# [Task details]
The entries below should be quoted exactly, with no pictures carried over.
----
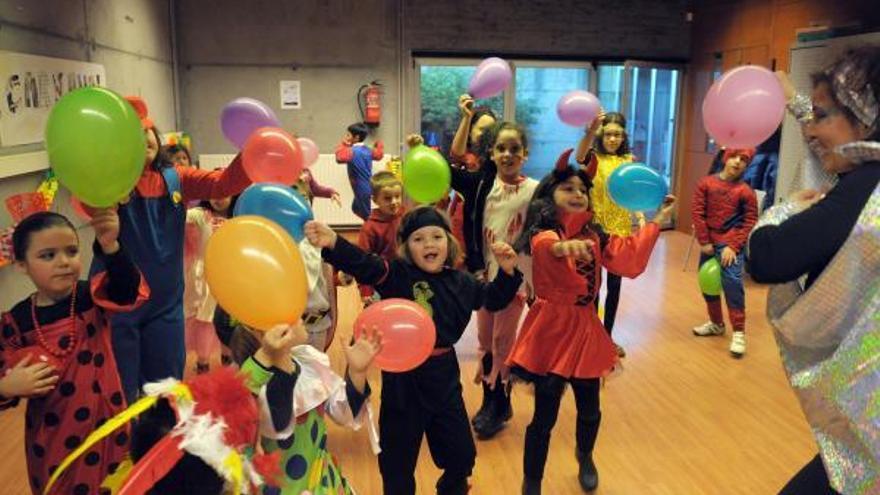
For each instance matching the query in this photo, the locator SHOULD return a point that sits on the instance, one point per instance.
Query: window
(610, 86)
(537, 91)
(651, 115)
(646, 93)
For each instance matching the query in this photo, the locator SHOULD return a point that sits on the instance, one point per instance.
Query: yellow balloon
(256, 273)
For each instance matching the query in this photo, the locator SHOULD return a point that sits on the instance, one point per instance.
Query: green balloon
(96, 145)
(710, 277)
(426, 175)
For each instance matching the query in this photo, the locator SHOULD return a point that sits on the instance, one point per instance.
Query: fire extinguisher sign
(291, 99)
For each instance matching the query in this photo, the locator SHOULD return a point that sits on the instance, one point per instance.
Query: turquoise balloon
(710, 277)
(276, 202)
(426, 176)
(637, 187)
(96, 145)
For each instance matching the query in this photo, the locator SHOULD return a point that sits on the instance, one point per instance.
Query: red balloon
(272, 155)
(408, 333)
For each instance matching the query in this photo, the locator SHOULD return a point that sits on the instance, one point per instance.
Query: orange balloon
(256, 273)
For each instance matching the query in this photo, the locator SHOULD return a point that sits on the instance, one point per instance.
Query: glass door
(440, 83)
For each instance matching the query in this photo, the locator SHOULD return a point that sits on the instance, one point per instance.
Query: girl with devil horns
(562, 339)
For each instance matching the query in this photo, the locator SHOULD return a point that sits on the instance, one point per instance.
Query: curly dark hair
(866, 61)
(487, 142)
(613, 118)
(543, 214)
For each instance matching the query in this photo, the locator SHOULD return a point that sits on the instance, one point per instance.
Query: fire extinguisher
(369, 102)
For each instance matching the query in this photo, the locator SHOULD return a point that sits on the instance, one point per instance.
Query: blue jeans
(731, 279)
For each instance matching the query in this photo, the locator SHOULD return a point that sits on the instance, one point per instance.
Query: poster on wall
(290, 95)
(30, 85)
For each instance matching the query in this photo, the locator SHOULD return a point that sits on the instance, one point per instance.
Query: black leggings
(548, 394)
(810, 480)
(612, 299)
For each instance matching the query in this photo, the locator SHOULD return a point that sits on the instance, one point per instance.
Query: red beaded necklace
(71, 330)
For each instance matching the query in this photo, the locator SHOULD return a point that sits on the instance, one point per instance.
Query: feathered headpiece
(217, 418)
(140, 106)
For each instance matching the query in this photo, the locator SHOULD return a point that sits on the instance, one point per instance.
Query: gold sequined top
(613, 219)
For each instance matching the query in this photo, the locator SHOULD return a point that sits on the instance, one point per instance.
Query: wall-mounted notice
(290, 95)
(30, 85)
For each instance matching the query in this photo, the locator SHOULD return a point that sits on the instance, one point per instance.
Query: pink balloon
(578, 108)
(242, 116)
(744, 107)
(272, 155)
(408, 333)
(490, 79)
(310, 151)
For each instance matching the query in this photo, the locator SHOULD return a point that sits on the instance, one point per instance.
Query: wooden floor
(683, 418)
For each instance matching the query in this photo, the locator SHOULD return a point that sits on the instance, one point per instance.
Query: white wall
(131, 38)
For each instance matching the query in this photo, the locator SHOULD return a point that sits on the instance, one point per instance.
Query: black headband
(421, 217)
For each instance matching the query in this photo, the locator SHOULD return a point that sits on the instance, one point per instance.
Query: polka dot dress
(308, 467)
(88, 393)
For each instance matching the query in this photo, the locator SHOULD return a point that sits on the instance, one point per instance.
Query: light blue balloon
(637, 187)
(276, 202)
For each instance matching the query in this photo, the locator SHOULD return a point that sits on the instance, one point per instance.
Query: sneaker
(531, 487)
(738, 344)
(709, 329)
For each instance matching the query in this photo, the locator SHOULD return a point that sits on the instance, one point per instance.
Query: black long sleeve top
(451, 295)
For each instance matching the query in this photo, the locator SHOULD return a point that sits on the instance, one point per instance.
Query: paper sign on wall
(30, 85)
(290, 95)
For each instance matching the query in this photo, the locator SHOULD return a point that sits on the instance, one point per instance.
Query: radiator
(327, 172)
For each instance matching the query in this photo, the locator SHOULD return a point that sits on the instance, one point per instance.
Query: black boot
(452, 486)
(531, 487)
(487, 406)
(587, 474)
(498, 413)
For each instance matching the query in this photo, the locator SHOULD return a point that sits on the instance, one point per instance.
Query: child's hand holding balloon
(360, 355)
(466, 105)
(105, 222)
(574, 248)
(320, 235)
(667, 208)
(505, 255)
(278, 342)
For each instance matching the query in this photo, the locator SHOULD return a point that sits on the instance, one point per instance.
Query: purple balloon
(242, 116)
(578, 108)
(490, 79)
(744, 107)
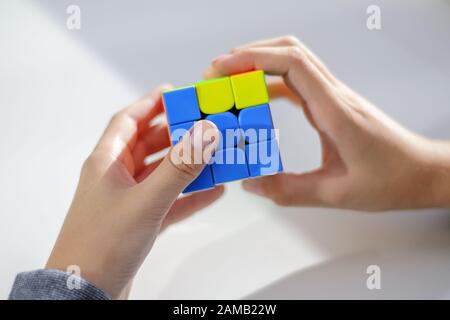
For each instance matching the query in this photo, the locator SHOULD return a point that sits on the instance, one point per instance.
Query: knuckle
(290, 40)
(338, 197)
(296, 54)
(282, 199)
(91, 164)
(186, 171)
(117, 117)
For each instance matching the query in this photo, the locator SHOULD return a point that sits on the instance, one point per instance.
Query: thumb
(183, 163)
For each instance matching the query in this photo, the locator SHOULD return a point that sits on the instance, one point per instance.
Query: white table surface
(58, 89)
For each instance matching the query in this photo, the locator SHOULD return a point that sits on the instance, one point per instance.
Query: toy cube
(249, 89)
(256, 123)
(238, 105)
(215, 95)
(204, 180)
(181, 105)
(263, 158)
(229, 165)
(228, 124)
----
# [The result]
For each instance matching the query in this photo, the locator SHOULD return a point that sits on the instance, one point per instance.
Query: window
(610, 86)
(537, 91)
(651, 115)
(646, 93)
For each instance matching the query in this photo, the locator SHOULD return a point that sits on the instance, one point per instance.
Query: yellow balloon
(256, 273)
For each instance matching the query in this photo, the locator SHOULD return a point that sits on the instance, one point per instance.
Query: green balloon
(96, 145)
(710, 277)
(426, 175)
For each instance matching the query in this photo, the locator SHOULD return a point that sits on the instance, one point per instance.
Query: fire extinguisher sign
(291, 99)
For each instance matching the query in this photo, the locator SHOULD return a point that sits on the instance, one point per instance.
Query: turquoise balloon
(710, 277)
(276, 202)
(426, 176)
(637, 187)
(96, 145)
For each instance matching the query in this photo, the locator SHOULD return a point that sits on the instance, one point per instance.
Query: red balloon
(272, 155)
(408, 333)
For each instance matching the query in this photo, the locator SHOULD return a point that sits on the instance, one point per instance.
Query: orange balloon
(256, 273)
For each instance matching the query in this photo, the locator SHOULD return a point that sits on the instance, one point per instance.
Query: glass door
(440, 83)
For each instance matching the query in this photo, the locator SHOULD return a point that sits on the instance, one point per instance.
Query: girl with devil horns
(562, 339)
For each instance matching the query in this photo, the locator SHOULD return a point that sits on the instance, one point per instance.
Query: curly dark hair
(866, 61)
(487, 142)
(613, 118)
(543, 214)
For each instance matching the query in this photo, the locator SHOULD return a point that sits on the instance, one point per instance.
Query: fire extinguisher
(369, 102)
For each instance matching the query in this photo, the locator SHOULD return a point that sits on the instance, one point per instance.
Query: blue jeans
(731, 279)
For each instance matching the query in this photo, the locator SHOULD return a point that sits on the instance, one point per instance.
Query: poster on wall
(290, 95)
(30, 85)
For each instance matching the query in this photo, the locator SHOULD return a point that sits on the instance, one point per instance.
Query: black leggings
(548, 394)
(810, 480)
(612, 299)
For each instance matching the query in this photo, the locator SHOULD return a point that sits on the instance, one point per instance.
Query: red beaded necklace
(71, 330)
For each instance matching the query in this photo, the locator SHOULD return a point that sits on the instance, one point per instance.
Query: feathered headpiece
(217, 418)
(140, 106)
For each instance matching the query in this photo, the locator SHOULD return a point that sits on the instance, one point per instance.
Query: gold sequined top
(613, 219)
For each instance matching the query in this photo, the locator SHOULD return a point that sits on the instance, one point per instance.
Query: wall-mounted notice
(290, 95)
(30, 85)
For each instance matching the query in this photo, the locator SHOULD return a point that sits on the instance, one point per instance.
Query: pink balloon
(578, 108)
(242, 116)
(744, 107)
(272, 155)
(408, 333)
(490, 79)
(310, 151)
For each instance matching the query in this photo, the locator SHOULD return a point that sits on the instance, one point per instance.
Query: wooden floor
(683, 418)
For each instance matching the query in this photo, the locator SHOULD return a point that sits on the instance, one point per instance.
Query: white wall
(131, 38)
For each instance matching the query in this photo, the locator SHOULD return a point that sits on the instance, one point per instance.
Query: black headband
(421, 217)
For each instance matching the query in this photo, the locator SHOULD return a point that sits on the instance, one point per instance.
Query: polka dot dress
(308, 467)
(88, 393)
For each instance matching the query in this photo, the locator SHOULD return a point that sits on the instance, one point per instance.
Query: light blue balloon
(637, 187)
(276, 202)
For each instance matching the query in this photo, the locator SHOULD return a point that sits on the instance, one point per instance.
Query: sneaker
(531, 487)
(738, 344)
(709, 329)
For each instance matching the query in this photo, the locator SHOULD return a point that sits on the instance, one point per instance.
Query: black long sleeve top
(451, 295)
For each instance matching the query in this photo, the locator SHOULD return a point that sits on the instance, one point per instance.
Query: paper sign on wall
(30, 85)
(290, 95)
For each instance matching the query in this photo, the locator SHOULD return a point that sits on the instance, one point per instance.
Query: radiator
(327, 172)
For each instance matching the query in this photo, the locator SHOULD return a point that sits on the instance, one point per instance.
Query: black boot
(452, 486)
(531, 487)
(487, 406)
(587, 474)
(498, 413)
For each instance matching the query in this photo, the locator SHOULD return a point that sits on the instance, one point per instance.
Query: child's hand holding balloon
(360, 355)
(466, 105)
(105, 222)
(574, 248)
(320, 235)
(667, 208)
(505, 255)
(278, 342)
For each instance matching the query in this photo, the locator SHOULD return a point that sits on the instance, one point per instance.
Query: purple balloon
(242, 116)
(578, 108)
(490, 79)
(744, 107)
For each instance matching the query in this photo, the locator SHOULD return a point that sits on the instance, one point per instance.
Query: knuckle
(290, 40)
(338, 197)
(296, 54)
(282, 199)
(91, 164)
(186, 171)
(117, 117)
For each instance matching the query in this photo, the locator SHOULD return a point that sits on the instance, one point per instance.
Query: thumb
(183, 163)
For each instance matching the query in this photo, the locator SHOULD return a point that sits on the instance, one point per instance.
Query: white table surface
(58, 89)
For each instance matching the query in this photo, the locator SHOULD return a point that sits on the instance, one point per instance.
Query: toy cube
(249, 89)
(256, 123)
(238, 105)
(215, 95)
(204, 180)
(181, 105)
(263, 158)
(229, 165)
(228, 124)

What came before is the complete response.